Edit the Calcutta travel passage by writing it out from "Last night I" to "reyt funky mood.", with "fireworks" changed to "firecrackers".

───── Supplied text

Last night I watch’d the Indians beat the Aussies in the world cup quarter final on TV, setting up a semi-final with their arch rivals Pakistan. Believe you me, its gonna be electric round these parts. I stay on the edge of a muslim area, so there might even be a riot if India lose. After the match I could hear fireworks being set off around the city from the roof of the Modern Lodge, a really cool hang-out for my stay in Calcutta. Its just off Sudder Street – the travellers’ ghetto – surrounded by eateries, chi shops & even a record store which has some disco vinyl I dont have! I was listening to some through a gramophone style thing in the street which got some amusing looks & me in a reyt funky mood.

──────────
───── Dataset excerpt

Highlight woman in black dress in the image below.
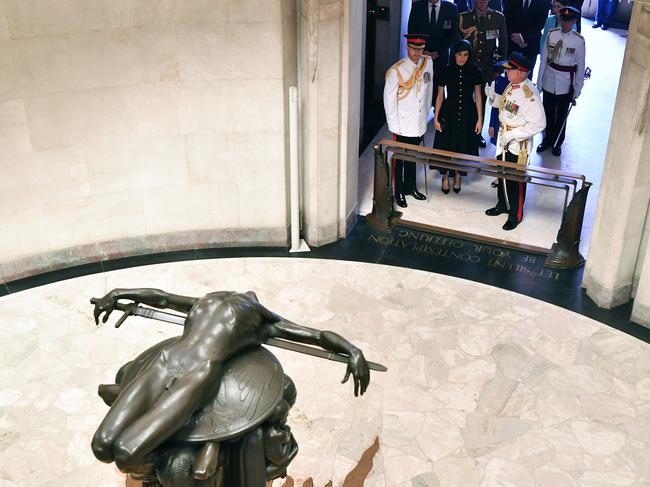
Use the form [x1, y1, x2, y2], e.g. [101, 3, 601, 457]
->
[433, 39, 483, 194]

──────────

**Solution to the problem:**
Last night I watch’d the Indians beat the Aussies in the world cup quarter final on TV, setting up a semi-final with their arch rivals Pakistan. Believe you me, its gonna be electric round these parts. I stay on the edge of a muslim area, so there might even be a riot if India lose. After the match I could hear firecrackers being set off around the city from the roof of the Modern Lodge, a really cool hang-out for my stay in Calcutta. Its just off Sudder Street – the travellers’ ghetto – surrounded by eateries, chi shops & even a record store which has some disco vinyl I dont have! I was listening to some through a gramophone style thing in the street which got some amusing looks & me in a reyt funky mood.